[Extracted data entries]
-- BEGIN --

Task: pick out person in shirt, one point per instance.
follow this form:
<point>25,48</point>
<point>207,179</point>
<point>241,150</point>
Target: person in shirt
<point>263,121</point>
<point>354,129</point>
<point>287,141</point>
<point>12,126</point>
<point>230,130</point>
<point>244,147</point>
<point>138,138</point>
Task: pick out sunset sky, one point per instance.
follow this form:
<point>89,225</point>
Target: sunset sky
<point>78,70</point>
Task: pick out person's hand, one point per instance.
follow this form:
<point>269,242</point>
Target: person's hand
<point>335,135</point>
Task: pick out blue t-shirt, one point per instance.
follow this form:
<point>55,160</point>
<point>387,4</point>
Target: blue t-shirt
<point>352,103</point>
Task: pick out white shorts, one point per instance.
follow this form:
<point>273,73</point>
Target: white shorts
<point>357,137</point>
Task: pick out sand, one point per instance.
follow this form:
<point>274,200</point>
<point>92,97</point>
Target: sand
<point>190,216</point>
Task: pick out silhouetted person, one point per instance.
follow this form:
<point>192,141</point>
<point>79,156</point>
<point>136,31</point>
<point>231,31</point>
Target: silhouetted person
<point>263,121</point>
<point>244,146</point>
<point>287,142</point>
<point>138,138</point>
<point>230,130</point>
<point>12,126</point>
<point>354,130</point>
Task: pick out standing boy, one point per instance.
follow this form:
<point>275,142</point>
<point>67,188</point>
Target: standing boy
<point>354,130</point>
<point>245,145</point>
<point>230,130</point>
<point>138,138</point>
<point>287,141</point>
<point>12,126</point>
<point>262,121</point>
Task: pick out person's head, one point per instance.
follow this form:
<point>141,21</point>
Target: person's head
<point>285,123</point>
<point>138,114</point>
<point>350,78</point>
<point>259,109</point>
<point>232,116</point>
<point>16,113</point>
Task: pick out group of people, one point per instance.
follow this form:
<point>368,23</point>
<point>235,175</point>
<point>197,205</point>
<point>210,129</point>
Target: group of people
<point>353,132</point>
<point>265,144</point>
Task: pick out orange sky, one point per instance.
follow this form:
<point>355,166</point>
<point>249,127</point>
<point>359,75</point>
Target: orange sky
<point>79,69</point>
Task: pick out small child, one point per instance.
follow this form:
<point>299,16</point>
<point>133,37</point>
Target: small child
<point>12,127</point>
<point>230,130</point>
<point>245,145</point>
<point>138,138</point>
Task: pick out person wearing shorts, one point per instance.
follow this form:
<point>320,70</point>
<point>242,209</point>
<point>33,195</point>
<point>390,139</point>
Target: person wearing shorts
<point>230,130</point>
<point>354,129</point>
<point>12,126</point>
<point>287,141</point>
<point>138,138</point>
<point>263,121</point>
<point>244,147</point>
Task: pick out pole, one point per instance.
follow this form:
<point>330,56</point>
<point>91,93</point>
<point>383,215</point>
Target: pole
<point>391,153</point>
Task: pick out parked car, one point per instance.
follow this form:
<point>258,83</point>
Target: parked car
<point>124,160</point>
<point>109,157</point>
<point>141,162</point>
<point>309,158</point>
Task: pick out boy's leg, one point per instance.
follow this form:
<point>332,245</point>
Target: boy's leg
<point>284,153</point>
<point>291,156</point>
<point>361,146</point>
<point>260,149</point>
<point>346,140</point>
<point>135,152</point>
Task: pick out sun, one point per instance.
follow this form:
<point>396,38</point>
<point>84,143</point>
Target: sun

-- END --

Copy every row above word for word, changing nothing.

§ THE RESPONSE
Task: pick out person in shirt, one point per instance.
follow this form:
<point>25,48</point>
<point>207,179</point>
<point>241,150</point>
Target: person in shirt
<point>263,121</point>
<point>354,129</point>
<point>287,141</point>
<point>12,126</point>
<point>230,130</point>
<point>244,147</point>
<point>138,138</point>
Task: pick out sunset sky, one point per instance.
follow this form:
<point>89,225</point>
Target: sunset sky
<point>78,70</point>
Task: pick out person's hand, one point per instance.
follow this form:
<point>269,242</point>
Target: person's hand
<point>335,135</point>
Task: pick out blue t-shirt, one point per instance.
follow this form:
<point>55,160</point>
<point>387,4</point>
Target: blue t-shirt
<point>352,103</point>
Task: pick out white shorts, one point per instance.
follow this form:
<point>273,73</point>
Target: white shorts
<point>357,137</point>
Task: pick out sand, one point per instance.
follow this form:
<point>274,200</point>
<point>92,97</point>
Target: sand
<point>190,216</point>
Task: pick out silhouetted person, one point per instance.
follow this form:
<point>192,141</point>
<point>79,156</point>
<point>136,31</point>
<point>231,31</point>
Target: silhouetted person
<point>263,121</point>
<point>244,146</point>
<point>287,142</point>
<point>138,138</point>
<point>230,130</point>
<point>12,126</point>
<point>354,130</point>
Task: pick out standing boy, one point per instance.
follow this form:
<point>275,142</point>
<point>67,188</point>
Target: standing boy
<point>354,130</point>
<point>245,145</point>
<point>230,130</point>
<point>138,138</point>
<point>287,141</point>
<point>12,126</point>
<point>262,121</point>
Task: pick out person's head, one point per instance.
follow this form:
<point>141,21</point>
Target: person's head
<point>285,123</point>
<point>138,114</point>
<point>350,78</point>
<point>259,109</point>
<point>232,116</point>
<point>16,113</point>
Task: pick out group of people, one point per instance.
follow this form:
<point>368,23</point>
<point>235,175</point>
<point>197,205</point>
<point>210,129</point>
Target: group of people
<point>353,132</point>
<point>265,144</point>
Task: pick out orange sky, one point per instance.
follow this form:
<point>355,166</point>
<point>249,127</point>
<point>359,75</point>
Target: orange sky
<point>79,69</point>
Task: pick out small child, one point per instance.
follow this form:
<point>299,16</point>
<point>133,37</point>
Target: small child
<point>12,127</point>
<point>230,130</point>
<point>245,145</point>
<point>138,138</point>
Task: pick out person wearing shorts, one point per instance.
follow this form:
<point>320,70</point>
<point>242,209</point>
<point>33,195</point>
<point>390,139</point>
Target: person wearing shorts
<point>230,130</point>
<point>354,129</point>
<point>12,126</point>
<point>287,141</point>
<point>138,138</point>
<point>263,121</point>
<point>244,147</point>
Task: pick out pole, one point per instance.
follow this form:
<point>330,56</point>
<point>91,93</point>
<point>383,215</point>
Target: pole
<point>391,153</point>
Task: pick out parked car, one point per instance.
follow this form:
<point>258,83</point>
Target: parked car
<point>124,160</point>
<point>109,157</point>
<point>141,162</point>
<point>309,158</point>
Task: pick out boy's leg, one point per instance.
follow this form:
<point>332,245</point>
Target: boy's leg
<point>284,153</point>
<point>291,156</point>
<point>361,146</point>
<point>260,149</point>
<point>346,140</point>
<point>135,152</point>
Task: pick out sun, one point per instance.
follow this form:
<point>396,38</point>
<point>84,143</point>
Target: sun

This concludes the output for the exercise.